■ ЗАДАНИЕ ■
Напишите продолжение текста о привычках и новогодних зароках, начиная сразу после его последнего предложения.

Когда мы летели домой из семейной поездки, стюардесса заметила, что я отказалась взять что-нибудь из корзинки с закусками:
– После отпуска многие отказываются от печенья и крендельков.
– И как долго это решение держится? – поинтересовалась я.
Она улыбнулась:
– Почти столько же, сколько и большинство новогодних зароков.
Меня заинтриговало это реальное свидетельство неудач ежегодных массовых попыток изменить свои привычки. Как согласятся многие из тех, кто давал себе в Новый год какой-нибудь зарок, мало найдется переживаний столь же разочаровывающих, как неоднократные неудачные попытки сохранить приверженность важной привычке.
Каков же самый важный вывод, к которому я пришла, изучая наши привычки и то, как мы пытаемся их изменить? Мы можем строить свои привычки только на фундаменте собственной натуры.
Начиная это исследование, я очень мало знала о себе и своей предрасположенности к привычкам. Теперь, зная, что я – «поборница», «абстинент», «марафонец», «финишер» и «жаворонок», и проведя много времени в размышлениях о том, что для меня важно, а что нет, я способна гораздо успешнее формировать свои привычки.

■ ИСХОДНЫЕ ДАННЫЕ ■
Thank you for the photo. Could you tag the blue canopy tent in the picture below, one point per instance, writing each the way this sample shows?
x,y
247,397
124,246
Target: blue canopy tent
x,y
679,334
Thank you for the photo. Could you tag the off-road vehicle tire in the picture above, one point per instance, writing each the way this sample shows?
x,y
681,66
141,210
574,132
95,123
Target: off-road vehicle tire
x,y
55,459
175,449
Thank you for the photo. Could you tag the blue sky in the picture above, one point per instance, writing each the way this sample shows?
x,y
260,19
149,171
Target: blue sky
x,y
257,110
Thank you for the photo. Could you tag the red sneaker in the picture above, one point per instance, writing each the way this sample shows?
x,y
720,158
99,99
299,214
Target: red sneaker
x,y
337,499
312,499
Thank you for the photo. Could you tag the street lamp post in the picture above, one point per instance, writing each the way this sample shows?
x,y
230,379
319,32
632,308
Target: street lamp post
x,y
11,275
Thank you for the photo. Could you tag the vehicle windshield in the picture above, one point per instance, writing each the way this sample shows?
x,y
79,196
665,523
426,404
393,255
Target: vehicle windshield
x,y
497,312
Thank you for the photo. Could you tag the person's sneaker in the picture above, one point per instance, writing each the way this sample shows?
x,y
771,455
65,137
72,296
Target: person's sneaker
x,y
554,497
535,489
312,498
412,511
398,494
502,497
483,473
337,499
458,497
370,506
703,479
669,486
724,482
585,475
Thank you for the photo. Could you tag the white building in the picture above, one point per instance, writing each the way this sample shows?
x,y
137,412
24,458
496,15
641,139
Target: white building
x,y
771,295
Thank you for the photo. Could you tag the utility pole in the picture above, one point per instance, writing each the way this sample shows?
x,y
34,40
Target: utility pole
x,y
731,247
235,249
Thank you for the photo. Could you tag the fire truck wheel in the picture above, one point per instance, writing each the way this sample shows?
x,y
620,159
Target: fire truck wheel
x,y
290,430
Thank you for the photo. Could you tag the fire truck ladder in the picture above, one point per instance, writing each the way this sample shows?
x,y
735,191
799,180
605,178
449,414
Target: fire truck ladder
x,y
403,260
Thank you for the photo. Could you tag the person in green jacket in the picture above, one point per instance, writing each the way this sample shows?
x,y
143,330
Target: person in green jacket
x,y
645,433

■ ОТВЕТ ■
Разобравшись в себе, я стала лучше понимать и других людей. В начале своих исследований я с полнейшей уверенностью раздавала советы после пятиминутного разговора с незнакомым человеком – и даже не сознавала, в какой степени мои предложения отражали мой собственный темперамент. Теперь я перестала быть такой безапелляционной. Противоположность одной истине – другая истина, и нередко срабатывают противоположные стратегии. Мы можем стараться сделать привычку более социальной, или более состязательной, или более трудной… или менее. Мы вольны обнародовать свою новую привычку – или сохранить ее в тайне. Можем полностью воздерживаться – или умеренно баловать себя. Не существует универсальных решений для всех и каждого.
Более того, если мы не принимаем во внимание различия между людьми, легко прийти к неверному пониманию, насколько эффективна какая-то стратегия формирования привычек и почему.
Одна подруга сказала мне:
– Для полезных привычек в области здоровья главное – быть уверенным в своем враче. Моя мама много лет делала домашний гемодиализ, и люди удивлялись, как она с этим справляется. Но она была совершенно уверена в своем враче.
У меня была другая теория.
– Позволь тебя спросить, – начала я, – ты описала бы свою маму как дисциплинированного человека?
Подруга согласно улыбнулась.
– О да!
– Скажем, если ты говорила ей, что в следующую пятницу ты должна принести в школу записку с ее подписью, она об этом помнила?
– Да, так было каждый раз.
– У нее хватало времени на те дела, которые были важны для нее? Не только для других людей?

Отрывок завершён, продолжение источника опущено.